#### RECORDS PROVIDED
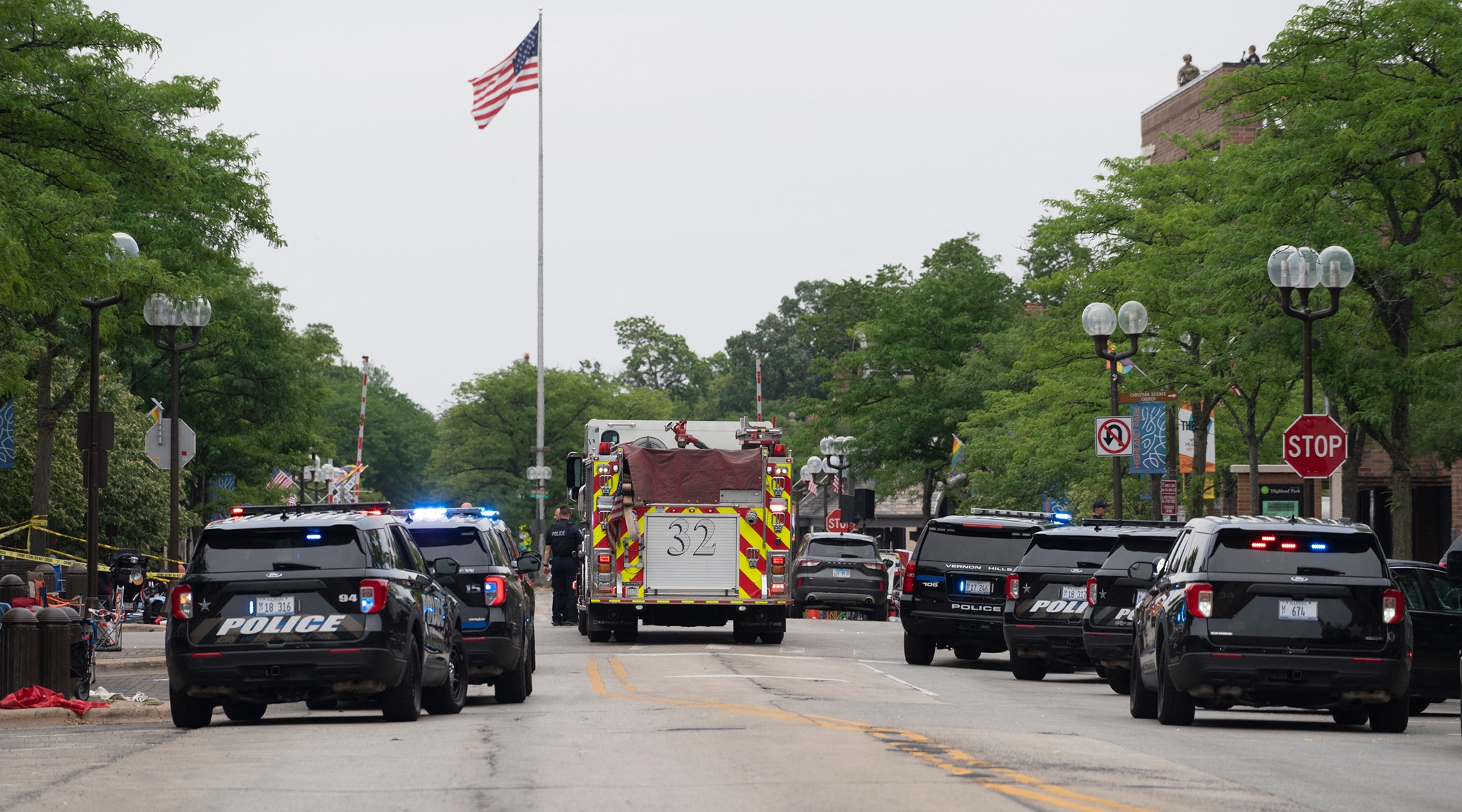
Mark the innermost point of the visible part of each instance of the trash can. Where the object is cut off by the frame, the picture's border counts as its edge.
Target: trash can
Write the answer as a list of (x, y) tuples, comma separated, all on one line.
[(56, 650), (11, 587), (20, 658)]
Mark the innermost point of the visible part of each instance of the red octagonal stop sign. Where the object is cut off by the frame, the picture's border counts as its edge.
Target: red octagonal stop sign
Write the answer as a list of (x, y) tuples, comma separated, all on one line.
[(1314, 446)]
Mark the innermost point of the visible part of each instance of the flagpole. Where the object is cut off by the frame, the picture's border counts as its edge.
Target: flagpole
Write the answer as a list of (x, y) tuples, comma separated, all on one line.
[(541, 484)]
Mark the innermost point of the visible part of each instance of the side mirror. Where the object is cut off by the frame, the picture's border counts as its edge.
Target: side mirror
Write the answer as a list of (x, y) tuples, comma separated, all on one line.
[(1455, 566), (445, 567), (573, 474), (530, 563)]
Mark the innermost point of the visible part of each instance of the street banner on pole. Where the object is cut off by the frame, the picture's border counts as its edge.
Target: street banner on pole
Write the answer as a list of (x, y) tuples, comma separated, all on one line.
[(1149, 428), (1113, 437)]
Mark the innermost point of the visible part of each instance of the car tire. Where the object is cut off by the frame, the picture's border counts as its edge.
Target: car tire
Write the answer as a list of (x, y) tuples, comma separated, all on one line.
[(510, 687), (1119, 679), (1028, 668), (918, 650), (1391, 717), (189, 713), (1140, 702), (243, 712), (403, 702), (1350, 715), (451, 696), (1174, 707)]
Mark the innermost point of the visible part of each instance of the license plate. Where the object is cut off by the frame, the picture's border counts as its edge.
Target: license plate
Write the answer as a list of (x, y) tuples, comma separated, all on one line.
[(274, 605), (974, 587), (1299, 611)]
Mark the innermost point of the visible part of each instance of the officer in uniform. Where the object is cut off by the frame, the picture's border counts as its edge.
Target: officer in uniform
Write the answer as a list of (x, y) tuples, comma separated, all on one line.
[(564, 541)]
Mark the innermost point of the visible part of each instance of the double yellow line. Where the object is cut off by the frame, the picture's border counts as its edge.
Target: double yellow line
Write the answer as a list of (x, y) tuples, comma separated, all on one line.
[(945, 757)]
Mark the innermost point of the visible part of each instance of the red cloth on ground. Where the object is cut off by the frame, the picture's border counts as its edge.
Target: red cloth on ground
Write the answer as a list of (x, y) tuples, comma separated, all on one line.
[(39, 697)]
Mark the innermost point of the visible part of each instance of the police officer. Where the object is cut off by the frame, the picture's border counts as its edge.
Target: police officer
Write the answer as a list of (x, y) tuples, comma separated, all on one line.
[(564, 541)]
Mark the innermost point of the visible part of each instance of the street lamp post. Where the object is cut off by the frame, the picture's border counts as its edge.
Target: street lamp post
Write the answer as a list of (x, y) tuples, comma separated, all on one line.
[(1100, 321), (166, 313), (1303, 269), (94, 441)]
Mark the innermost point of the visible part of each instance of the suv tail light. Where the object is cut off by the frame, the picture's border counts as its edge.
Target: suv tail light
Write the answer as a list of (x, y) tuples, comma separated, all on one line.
[(373, 596), (1392, 606), (1199, 599), (495, 591), (183, 602)]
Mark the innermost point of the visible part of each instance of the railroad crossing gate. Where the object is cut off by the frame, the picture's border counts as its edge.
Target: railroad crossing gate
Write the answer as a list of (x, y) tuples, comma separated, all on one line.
[(1113, 437)]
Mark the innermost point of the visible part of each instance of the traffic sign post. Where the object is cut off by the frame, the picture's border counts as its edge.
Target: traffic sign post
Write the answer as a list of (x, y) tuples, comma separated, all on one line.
[(1113, 437), (1314, 446)]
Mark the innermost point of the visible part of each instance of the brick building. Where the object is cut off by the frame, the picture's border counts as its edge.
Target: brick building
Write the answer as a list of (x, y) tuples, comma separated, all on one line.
[(1436, 514)]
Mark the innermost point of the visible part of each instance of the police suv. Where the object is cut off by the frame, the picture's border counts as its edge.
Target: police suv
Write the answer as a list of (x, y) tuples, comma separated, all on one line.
[(496, 599), (313, 602), (954, 587)]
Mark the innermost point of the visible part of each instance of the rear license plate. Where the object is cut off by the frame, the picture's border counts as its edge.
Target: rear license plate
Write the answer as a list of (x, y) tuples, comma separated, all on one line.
[(274, 605), (1299, 611)]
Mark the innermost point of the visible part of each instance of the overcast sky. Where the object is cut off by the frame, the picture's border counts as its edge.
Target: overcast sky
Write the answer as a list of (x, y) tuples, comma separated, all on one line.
[(701, 158)]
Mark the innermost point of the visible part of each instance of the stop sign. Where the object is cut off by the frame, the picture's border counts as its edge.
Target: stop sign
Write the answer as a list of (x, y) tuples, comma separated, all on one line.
[(1314, 446)]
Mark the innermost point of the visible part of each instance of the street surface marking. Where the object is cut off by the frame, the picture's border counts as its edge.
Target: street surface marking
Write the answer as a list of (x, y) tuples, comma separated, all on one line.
[(897, 679), (946, 759), (751, 677)]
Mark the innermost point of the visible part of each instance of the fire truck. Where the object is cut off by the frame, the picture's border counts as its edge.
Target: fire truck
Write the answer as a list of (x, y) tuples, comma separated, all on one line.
[(690, 526)]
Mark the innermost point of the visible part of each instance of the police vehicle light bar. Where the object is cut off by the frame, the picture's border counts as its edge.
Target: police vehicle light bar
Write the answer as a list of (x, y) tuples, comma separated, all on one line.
[(372, 509)]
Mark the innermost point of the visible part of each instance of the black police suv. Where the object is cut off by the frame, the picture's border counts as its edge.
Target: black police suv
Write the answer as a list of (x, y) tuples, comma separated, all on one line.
[(313, 602), (1111, 597), (490, 583), (1435, 605), (841, 571), (1261, 611), (954, 587), (1046, 597)]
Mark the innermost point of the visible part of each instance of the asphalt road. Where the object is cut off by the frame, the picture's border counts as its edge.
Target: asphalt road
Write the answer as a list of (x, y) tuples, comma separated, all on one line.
[(684, 719)]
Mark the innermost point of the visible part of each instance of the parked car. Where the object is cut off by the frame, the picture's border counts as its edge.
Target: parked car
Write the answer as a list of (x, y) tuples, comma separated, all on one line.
[(841, 571), (954, 587), (1111, 597), (1261, 611), (287, 604)]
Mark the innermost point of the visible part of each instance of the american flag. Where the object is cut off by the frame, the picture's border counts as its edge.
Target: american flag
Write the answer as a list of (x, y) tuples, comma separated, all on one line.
[(514, 75)]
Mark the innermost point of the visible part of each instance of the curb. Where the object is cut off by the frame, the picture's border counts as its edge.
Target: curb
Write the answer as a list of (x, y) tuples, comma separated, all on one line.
[(133, 665), (120, 713)]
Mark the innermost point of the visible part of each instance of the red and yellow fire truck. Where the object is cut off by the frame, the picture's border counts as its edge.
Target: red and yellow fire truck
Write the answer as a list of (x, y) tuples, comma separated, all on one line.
[(690, 526)]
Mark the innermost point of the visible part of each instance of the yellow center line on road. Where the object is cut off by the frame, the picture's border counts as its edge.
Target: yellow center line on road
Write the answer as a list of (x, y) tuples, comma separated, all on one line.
[(945, 757)]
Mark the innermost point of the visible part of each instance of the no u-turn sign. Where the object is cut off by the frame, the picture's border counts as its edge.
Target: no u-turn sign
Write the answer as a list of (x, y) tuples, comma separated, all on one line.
[(1113, 437)]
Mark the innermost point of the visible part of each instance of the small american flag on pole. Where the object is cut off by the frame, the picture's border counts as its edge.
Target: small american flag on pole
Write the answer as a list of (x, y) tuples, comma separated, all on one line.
[(514, 75)]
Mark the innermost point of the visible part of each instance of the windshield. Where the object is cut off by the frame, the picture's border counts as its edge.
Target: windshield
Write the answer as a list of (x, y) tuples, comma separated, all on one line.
[(974, 543), (328, 547), (1132, 549), (461, 543), (1295, 551), (1069, 549), (843, 548)]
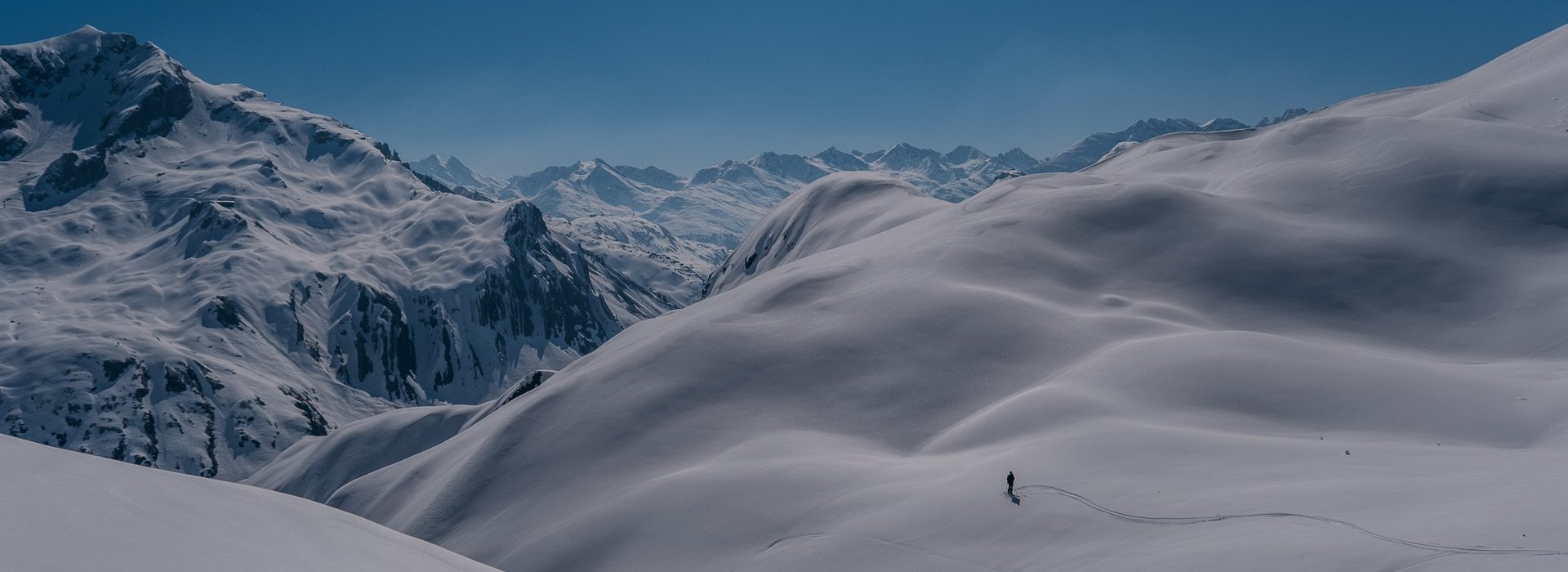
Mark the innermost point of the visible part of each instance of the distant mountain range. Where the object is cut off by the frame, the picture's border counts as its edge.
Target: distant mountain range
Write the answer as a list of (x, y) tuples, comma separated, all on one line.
[(670, 232), (195, 276)]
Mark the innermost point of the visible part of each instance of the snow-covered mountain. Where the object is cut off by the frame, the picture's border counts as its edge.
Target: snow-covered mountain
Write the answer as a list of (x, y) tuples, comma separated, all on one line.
[(195, 278), (452, 172), (719, 204), (69, 512), (1333, 343)]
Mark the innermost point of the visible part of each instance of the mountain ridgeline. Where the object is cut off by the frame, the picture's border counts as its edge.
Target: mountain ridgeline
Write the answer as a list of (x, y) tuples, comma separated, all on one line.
[(686, 226), (195, 276)]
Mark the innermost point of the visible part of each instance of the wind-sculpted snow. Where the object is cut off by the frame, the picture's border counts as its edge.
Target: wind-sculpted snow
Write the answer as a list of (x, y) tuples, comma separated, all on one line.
[(195, 276), (838, 210), (1352, 320), (69, 512)]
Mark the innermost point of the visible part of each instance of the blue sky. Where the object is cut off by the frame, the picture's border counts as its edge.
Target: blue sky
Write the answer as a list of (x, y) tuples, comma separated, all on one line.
[(516, 87)]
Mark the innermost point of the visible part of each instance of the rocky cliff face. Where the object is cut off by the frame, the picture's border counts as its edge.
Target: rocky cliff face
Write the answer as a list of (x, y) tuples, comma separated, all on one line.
[(195, 276)]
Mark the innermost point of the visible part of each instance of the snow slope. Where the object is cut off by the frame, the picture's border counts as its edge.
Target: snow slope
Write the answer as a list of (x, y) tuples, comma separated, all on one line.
[(1333, 343), (452, 172), (68, 512), (194, 278)]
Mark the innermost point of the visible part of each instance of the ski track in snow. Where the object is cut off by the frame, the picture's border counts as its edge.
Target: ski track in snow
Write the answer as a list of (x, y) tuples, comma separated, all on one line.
[(983, 566), (1438, 551), (1334, 522)]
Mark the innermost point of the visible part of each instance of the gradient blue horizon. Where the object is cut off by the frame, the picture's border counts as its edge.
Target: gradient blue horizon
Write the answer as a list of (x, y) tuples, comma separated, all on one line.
[(516, 87)]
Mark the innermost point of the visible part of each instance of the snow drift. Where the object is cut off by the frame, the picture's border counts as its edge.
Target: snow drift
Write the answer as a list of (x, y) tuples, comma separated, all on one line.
[(1330, 343), (69, 512)]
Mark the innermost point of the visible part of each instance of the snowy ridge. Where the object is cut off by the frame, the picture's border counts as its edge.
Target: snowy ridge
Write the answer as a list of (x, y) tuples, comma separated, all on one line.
[(720, 204), (452, 172), (198, 276), (1352, 320), (69, 512)]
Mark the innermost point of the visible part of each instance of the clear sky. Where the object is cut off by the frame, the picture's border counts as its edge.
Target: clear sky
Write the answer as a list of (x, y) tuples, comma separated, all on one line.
[(519, 85)]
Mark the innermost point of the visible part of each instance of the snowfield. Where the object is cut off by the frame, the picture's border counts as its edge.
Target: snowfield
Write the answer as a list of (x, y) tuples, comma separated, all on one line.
[(68, 513), (1334, 343)]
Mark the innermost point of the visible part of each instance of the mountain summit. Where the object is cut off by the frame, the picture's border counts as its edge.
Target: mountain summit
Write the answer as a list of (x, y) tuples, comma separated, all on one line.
[(196, 276)]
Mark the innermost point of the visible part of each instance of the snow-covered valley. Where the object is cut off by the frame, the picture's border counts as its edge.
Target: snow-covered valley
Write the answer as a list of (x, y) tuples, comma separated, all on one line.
[(195, 278), (1330, 341)]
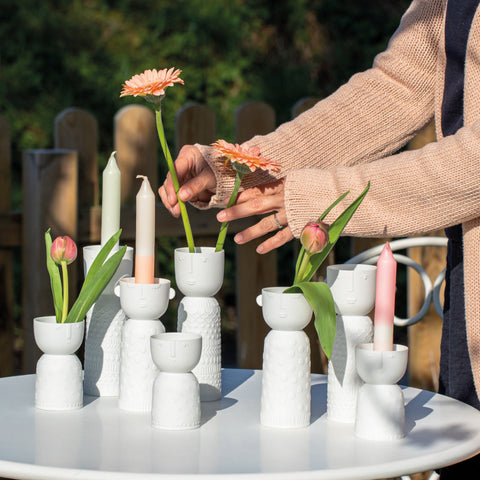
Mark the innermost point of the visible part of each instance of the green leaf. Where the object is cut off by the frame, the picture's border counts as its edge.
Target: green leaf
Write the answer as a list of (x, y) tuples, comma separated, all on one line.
[(320, 298), (55, 280), (336, 228), (97, 264), (95, 287)]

#### THE TASK
Rewrite the rows from the line with "the street lamp" to the line with "[(1100, 321), (166, 313), (1303, 269), (94, 441)]", swapping "street lamp post" for "streetlight" and leaving everything else unchanged.

#### TASK ANSWER
Mark the innermost point of the visible part of each instance of the streetlight. Where the object is cut off by the frame, the picture's border counts as its edge.
Target: streetlight
Write the answer as a list of (x, y) tuples, comma separated, all on one line.
[(1100, 321), (166, 313), (1303, 269), (94, 441)]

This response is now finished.